Categorie drie betreft de verwijzingen. Hier moest de groep als geheel een beslissing nemen omtrent het al dan niet gebruiken van expliciterende voetnoten bij een eventuele publicatie. Dit probleem vormt een link met tekst-externe omstandigheden vanuit de vraag voor wie en waarom de tekst vertaald werd, en hoe en door welke instantie die zal worden uitgegeven. De vertaling zou dienen de tekst toegankelijk te maken voor eerstejaars BA studenten Nederlands. De vertaalde tekst zou gepubliceerd worden in de elektronische anthologie Klaar is Kees op de website van het Onderzoekscentrum Culturele Transfer tussen de Lage Landen en Hongarije (nedcult.hu). We hebben geconcludeerd dat voetnoten in een literaire tekst meestal storend werken, maar dat ze onmisbaar zijn in een tekst die een didactisch doel moet dienen. Hierdoor werd de studenten de in sommige gevallen bepalende rol van de buitentekstuele context duidelijk.

 

De 5de druk van Mijn aapschreit, als Salamanderpocket

4. Het essay over hoe vertalen de interpretatie van de tekst veranderde
Een van de studenten vond het vertaalproces minder geschikt voor het beter gaan begrijpen van het verhaal dan de artikelen die ze over het verhaal had bestudeerd. Ook het gevoel dat de tekst haar wezensvreemd was, veranderde niet in het vertaalproces. Haar antipathie tegenover de hoofdpersoon bleef bestaan.

####################

Taken en oefeningen:
(a) Voor wie moest de vertaling volgens het paginafragment de tekst toegankelijk maken?
(b) Neem uit het paginafragment de tekst letterlijk over tussen "De 5de druk" en "hoofdpersoon bleef bestaan.", beide inbegrepen.
Het materiaal komt uit een andere bron dan het paginafragment.

Datasetfragmenten:

####################

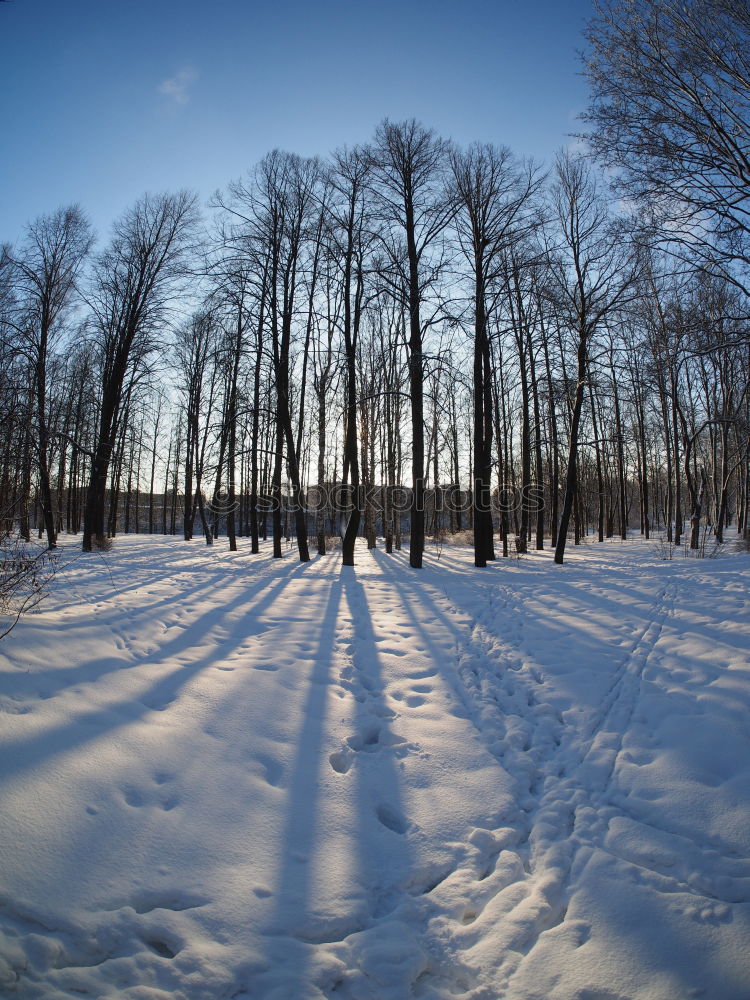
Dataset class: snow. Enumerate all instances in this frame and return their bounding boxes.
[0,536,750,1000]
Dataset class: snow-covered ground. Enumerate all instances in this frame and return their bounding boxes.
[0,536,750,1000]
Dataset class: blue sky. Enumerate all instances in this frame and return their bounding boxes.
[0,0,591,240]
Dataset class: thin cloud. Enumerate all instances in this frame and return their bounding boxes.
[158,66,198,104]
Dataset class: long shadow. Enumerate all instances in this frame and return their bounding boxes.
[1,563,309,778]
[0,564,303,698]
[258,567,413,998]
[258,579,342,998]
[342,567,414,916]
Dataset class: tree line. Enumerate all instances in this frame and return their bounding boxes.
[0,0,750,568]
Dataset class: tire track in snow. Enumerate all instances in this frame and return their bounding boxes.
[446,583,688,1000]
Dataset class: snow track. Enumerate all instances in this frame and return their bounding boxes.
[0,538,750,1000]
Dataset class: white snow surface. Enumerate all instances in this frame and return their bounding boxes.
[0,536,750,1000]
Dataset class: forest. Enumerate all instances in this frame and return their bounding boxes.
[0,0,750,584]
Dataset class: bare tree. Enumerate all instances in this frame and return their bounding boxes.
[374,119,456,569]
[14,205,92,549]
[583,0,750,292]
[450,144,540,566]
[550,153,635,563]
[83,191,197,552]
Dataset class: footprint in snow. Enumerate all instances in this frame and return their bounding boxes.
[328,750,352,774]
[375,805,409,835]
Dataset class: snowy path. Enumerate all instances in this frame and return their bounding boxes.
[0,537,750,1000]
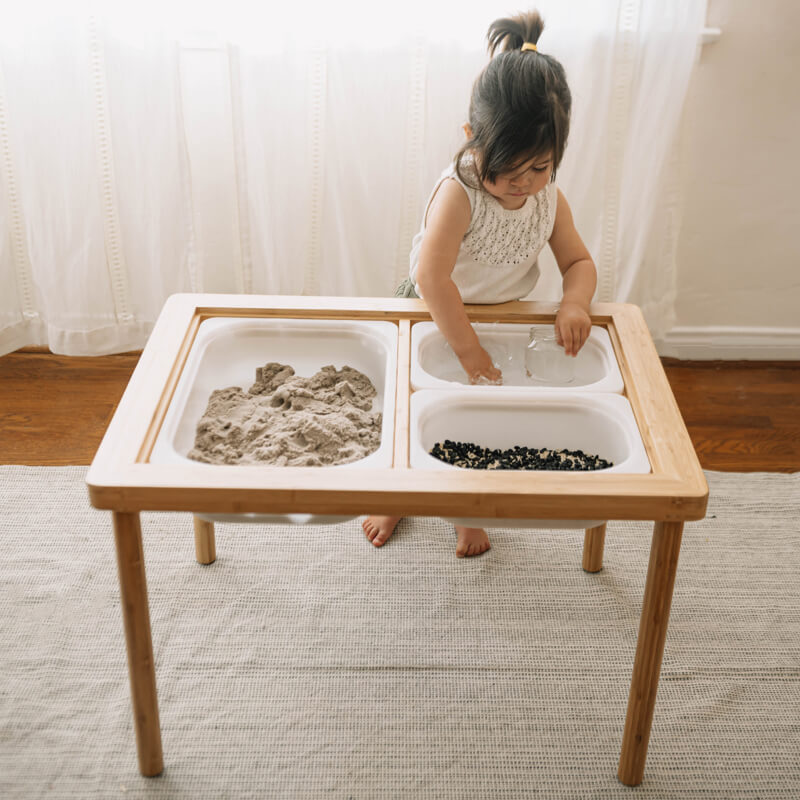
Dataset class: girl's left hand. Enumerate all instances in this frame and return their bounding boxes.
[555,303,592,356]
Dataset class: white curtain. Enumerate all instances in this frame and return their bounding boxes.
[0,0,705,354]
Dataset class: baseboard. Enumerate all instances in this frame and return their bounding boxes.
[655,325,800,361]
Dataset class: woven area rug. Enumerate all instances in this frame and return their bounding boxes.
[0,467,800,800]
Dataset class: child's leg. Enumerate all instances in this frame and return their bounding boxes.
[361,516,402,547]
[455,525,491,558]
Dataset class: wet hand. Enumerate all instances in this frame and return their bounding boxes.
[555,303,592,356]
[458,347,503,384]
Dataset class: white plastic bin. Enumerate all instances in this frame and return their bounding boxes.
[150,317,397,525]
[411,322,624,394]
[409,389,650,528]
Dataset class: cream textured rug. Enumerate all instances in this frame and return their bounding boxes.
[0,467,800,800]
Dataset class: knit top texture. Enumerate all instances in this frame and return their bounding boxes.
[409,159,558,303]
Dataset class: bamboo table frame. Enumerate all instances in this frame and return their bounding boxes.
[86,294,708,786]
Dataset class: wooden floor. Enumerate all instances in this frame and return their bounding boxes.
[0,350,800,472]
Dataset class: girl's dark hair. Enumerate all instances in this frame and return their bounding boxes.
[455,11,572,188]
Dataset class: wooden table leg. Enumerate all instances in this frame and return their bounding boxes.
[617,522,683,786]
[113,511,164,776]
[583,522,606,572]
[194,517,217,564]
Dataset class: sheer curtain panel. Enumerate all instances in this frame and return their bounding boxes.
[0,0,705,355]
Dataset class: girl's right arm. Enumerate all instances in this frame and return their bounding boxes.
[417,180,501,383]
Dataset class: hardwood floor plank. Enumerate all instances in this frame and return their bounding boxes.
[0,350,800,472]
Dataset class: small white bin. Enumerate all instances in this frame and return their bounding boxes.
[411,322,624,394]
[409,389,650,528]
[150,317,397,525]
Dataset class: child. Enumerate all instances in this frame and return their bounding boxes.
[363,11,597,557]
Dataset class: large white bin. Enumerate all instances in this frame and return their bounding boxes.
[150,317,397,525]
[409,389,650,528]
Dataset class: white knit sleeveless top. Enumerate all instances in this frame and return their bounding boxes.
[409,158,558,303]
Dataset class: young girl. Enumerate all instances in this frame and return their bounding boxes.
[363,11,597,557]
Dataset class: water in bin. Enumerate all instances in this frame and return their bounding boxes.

####################

Antwoorden oefeningen:
(a) Voor eerstejaars BA studenten Nederlands.

(b)
De 5de druk van Mijn aapschreit, als Salamanderpocket

4. Het essay over hoe vertalen de interpretatie van de tekst veranderde
Een van de studenten vond het vertaalproces minder geschikt voor het beter gaan begrijpen van het verhaal dan de artikelen die ze over het verhaal had bestudeerd. Ook het gevoel dat de tekst haar wezensvreemd was, veranderde niet in het vertaalproces. Haar antipathie tegenover de hoofdpersoon bleef bestaan.